[Labeled-object pointing rows]
......

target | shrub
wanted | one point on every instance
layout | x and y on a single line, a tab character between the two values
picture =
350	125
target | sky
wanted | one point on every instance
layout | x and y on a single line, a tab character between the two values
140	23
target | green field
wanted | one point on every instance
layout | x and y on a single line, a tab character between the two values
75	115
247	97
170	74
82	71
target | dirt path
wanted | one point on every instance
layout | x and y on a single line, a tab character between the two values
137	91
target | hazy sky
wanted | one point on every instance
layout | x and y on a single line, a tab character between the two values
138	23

......

* **Problem requirements**: Rewrite all of the rows above, swapping every occurrence of "one point on every instance" for "a single point per instance" and keeping everything else the same.

* **Written response**:
target | shrub
wanted | a single point per instance
layout | x and y on a single line, a tab character between the two values
picture =
350	125
target | sky
wanted | a single point per instance
layout | x and y on a single line, a tab character between the two values
140	23
target | green field
wanted | a single point per instance
layout | x and y on a single line, a tab character between the two values
75	115
247	97
170	74
82	71
target | dirt path
wanted | a single point per instance
layout | x and y on a single line, a tab character between the two values
137	91
target | hazy sky
wanted | a single point per instance
layout | x and y on a single line, a tab character between the two values
138	23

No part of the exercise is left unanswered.